DATA TO EXAMINE:
-=-=-

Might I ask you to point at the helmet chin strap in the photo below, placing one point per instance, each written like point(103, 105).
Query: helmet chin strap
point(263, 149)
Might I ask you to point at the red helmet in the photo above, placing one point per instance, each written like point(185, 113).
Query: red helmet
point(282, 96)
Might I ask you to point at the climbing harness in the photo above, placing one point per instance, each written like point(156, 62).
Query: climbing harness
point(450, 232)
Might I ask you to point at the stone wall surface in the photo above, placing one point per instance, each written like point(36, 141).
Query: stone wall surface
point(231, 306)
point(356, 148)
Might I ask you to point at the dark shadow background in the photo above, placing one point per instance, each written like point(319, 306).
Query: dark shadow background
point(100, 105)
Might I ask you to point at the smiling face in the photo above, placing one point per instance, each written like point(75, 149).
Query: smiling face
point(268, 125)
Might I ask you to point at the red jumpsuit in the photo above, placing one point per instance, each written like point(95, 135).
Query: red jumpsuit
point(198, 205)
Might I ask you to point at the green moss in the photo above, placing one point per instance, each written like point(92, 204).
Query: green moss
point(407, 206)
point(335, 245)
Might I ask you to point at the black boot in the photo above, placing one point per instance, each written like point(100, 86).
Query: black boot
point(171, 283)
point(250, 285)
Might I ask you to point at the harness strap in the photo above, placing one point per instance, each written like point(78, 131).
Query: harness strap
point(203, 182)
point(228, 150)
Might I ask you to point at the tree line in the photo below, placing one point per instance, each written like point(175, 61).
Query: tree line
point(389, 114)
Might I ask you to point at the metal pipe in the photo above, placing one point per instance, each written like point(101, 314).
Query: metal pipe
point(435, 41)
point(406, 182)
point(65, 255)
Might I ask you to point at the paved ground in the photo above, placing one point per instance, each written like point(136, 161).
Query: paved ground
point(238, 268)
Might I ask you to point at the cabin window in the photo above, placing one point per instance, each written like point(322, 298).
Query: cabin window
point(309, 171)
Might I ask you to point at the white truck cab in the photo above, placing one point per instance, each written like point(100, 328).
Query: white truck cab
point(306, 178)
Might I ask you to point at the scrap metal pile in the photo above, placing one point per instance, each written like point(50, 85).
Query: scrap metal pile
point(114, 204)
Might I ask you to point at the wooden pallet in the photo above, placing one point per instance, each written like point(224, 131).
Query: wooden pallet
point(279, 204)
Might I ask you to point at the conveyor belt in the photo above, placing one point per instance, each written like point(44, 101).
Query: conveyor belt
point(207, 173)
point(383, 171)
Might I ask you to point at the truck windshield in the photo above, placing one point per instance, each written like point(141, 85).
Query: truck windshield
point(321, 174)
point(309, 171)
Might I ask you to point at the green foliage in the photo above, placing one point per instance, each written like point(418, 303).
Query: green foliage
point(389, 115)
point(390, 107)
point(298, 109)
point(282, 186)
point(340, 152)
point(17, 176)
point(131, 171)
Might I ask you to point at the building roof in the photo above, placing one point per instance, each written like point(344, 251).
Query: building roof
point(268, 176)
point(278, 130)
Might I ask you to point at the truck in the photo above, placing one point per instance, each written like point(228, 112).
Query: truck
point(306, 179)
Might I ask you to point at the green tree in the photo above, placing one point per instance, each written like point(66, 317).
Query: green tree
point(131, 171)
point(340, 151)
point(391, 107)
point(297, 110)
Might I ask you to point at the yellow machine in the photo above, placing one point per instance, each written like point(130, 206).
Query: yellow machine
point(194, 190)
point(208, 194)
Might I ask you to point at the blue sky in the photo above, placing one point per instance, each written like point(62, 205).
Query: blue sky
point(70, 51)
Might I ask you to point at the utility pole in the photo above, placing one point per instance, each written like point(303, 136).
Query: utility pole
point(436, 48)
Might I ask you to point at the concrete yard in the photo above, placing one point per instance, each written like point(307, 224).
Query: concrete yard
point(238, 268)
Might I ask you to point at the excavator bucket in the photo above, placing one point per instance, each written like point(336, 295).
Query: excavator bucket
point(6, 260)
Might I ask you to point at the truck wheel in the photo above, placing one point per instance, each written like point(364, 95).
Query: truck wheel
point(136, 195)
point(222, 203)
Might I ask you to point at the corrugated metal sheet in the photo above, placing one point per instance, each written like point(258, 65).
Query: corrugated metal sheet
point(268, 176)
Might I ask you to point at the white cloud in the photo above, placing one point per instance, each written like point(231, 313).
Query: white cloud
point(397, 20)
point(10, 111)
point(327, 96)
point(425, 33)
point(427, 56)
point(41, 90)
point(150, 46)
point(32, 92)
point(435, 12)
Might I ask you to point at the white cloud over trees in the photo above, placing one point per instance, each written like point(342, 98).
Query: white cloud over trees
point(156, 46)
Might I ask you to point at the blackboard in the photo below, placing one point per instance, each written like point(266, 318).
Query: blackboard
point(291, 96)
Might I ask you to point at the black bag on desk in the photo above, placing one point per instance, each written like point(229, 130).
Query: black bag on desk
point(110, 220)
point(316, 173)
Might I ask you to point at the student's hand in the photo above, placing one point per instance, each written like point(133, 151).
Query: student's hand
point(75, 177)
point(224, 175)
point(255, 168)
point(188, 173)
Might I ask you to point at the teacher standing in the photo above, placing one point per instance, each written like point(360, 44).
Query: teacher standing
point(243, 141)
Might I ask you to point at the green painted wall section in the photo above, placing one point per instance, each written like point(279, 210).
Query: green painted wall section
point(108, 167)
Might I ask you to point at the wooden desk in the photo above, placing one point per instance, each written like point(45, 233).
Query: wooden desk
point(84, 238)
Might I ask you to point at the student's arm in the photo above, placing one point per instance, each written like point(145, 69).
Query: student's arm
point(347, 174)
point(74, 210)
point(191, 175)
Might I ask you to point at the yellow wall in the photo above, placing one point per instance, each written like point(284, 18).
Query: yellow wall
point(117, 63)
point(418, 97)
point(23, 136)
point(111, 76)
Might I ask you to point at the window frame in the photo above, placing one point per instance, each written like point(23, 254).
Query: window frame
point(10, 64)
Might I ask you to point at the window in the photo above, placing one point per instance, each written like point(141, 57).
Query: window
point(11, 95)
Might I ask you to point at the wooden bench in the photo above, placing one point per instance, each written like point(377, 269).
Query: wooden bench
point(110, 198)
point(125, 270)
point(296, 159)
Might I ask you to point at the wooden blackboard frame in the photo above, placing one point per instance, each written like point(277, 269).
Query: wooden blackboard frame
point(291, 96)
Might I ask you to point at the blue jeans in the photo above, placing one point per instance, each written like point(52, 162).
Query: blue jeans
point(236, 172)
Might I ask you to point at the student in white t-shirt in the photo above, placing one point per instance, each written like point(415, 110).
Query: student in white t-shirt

-=-=-

WHAT TO DO:
Whenever "shirt" occurs in a line above, copy that line.

EXERCISE RESULT:
Might I ask you to point at the student in white t-shirt in the photo above, placing one point per instance, each written like point(415, 110).
Query: student in white t-shirt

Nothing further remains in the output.